— begin —

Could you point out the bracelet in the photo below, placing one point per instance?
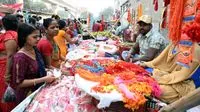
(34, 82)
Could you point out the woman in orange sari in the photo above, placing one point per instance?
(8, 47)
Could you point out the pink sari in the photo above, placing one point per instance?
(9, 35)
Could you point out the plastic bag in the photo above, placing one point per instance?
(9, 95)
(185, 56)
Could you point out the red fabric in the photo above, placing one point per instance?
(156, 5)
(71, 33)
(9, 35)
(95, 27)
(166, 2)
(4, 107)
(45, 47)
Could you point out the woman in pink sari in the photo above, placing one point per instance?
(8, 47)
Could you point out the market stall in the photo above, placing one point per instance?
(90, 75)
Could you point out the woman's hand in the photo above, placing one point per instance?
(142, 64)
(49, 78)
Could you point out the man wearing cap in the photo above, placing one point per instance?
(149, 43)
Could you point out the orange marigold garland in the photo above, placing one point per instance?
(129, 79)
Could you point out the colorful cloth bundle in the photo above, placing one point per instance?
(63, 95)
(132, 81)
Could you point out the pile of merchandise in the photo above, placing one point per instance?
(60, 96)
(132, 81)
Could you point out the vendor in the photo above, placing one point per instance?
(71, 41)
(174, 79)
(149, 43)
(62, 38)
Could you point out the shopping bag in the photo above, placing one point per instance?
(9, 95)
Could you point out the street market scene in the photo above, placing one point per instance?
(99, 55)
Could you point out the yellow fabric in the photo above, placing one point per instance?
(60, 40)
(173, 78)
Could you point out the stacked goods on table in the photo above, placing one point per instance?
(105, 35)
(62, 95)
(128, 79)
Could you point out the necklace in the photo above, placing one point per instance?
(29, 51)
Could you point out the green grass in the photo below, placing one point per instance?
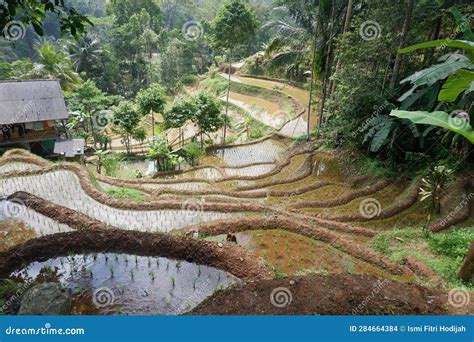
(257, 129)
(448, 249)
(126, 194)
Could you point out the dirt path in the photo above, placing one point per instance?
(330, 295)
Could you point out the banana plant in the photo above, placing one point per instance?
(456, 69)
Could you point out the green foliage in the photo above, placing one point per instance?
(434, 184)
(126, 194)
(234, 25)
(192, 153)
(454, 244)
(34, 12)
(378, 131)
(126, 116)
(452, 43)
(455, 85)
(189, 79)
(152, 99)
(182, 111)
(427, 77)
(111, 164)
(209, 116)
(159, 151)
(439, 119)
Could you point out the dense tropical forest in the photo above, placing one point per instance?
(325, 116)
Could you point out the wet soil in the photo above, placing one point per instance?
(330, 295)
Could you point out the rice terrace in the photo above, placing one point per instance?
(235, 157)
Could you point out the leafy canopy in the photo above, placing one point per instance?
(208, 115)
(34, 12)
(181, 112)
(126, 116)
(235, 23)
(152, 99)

— end —

PROBLEM DETAILS
Every entry above should be duplicated exactly. Do not include the images.

THE OUTPUT
Could you point out the bracelet in the photo below, placing one point per instance?
(34, 82)
Could you point out the woman in orange sari in the photo above, placing one point per instance?
(8, 47)
Could you point out the pink sari in the photo above, placing one point per instance?
(9, 35)
Could you point out the plastic bag in the photo above, placing one point per instance?
(9, 95)
(185, 56)
Could you point out the red fabric in the photo above, placing one point per instance?
(156, 5)
(71, 33)
(9, 35)
(95, 27)
(166, 2)
(4, 107)
(45, 47)
Could you point out the woman in pink sari in the photo above, placing one point per instance?
(8, 47)
Could you point out the market stall in the photo above, placing one point per instance?
(90, 75)
Could you point out the woman's hand in the photo above, placing one point per instance?
(142, 64)
(49, 78)
Could you point out the man wearing cap in the photo above, placing one point per instance?
(149, 43)
Could you point out the orange marigold garland in the photo above, placing one point per instance?
(129, 79)
Could you point out the colorful cloth bundle in the photo above, placing one point per instance?
(63, 95)
(132, 81)
Could you point out the pile of merchandise in the photo above, placing one point per instance?
(60, 96)
(132, 81)
Could you point out the vendor in the photo above, placing one point per instance?
(71, 41)
(174, 79)
(149, 43)
(62, 38)
Could you point out the shopping bag in the photo above, placing one point per instance?
(9, 95)
Could you point out the street market scene in the photo above, placing one point per instance?
(99, 55)
Could you point out the yellow fabric in the photo above, placing one point per instance?
(60, 40)
(173, 78)
Could you point out the stacked goods on table in the photo above, placing one point per instance?
(105, 35)
(62, 95)
(128, 79)
Could you point out the necklace in the photo above, placing one point per instance?
(29, 51)
Could you point out the green grass in the photo below, placing one point per instance?
(257, 129)
(448, 249)
(126, 194)
Could you point out the dirt path in the photo above, placing one point per instance?
(330, 295)
Could you point out the banana plant in the photo above, placing one point per instance?
(456, 69)
Could you point out the green foliage in the photo above, placing one point per instance?
(434, 184)
(126, 194)
(234, 25)
(192, 153)
(454, 244)
(34, 12)
(378, 131)
(126, 116)
(452, 43)
(455, 85)
(189, 79)
(152, 99)
(182, 111)
(427, 77)
(111, 164)
(209, 116)
(159, 151)
(439, 119)
Could you point out the dense tropical forest in the photo above, placing one point per instance?
(325, 116)
Could you point out the wet soil in the photo above, placing one point per instance?
(330, 295)
Could you point out the rice terrace in the photo above, placing one point per instance?
(235, 157)
Could you point out the leafy canopy in the photo above, placing one point per instance?
(208, 115)
(34, 12)
(181, 112)
(126, 116)
(235, 23)
(152, 99)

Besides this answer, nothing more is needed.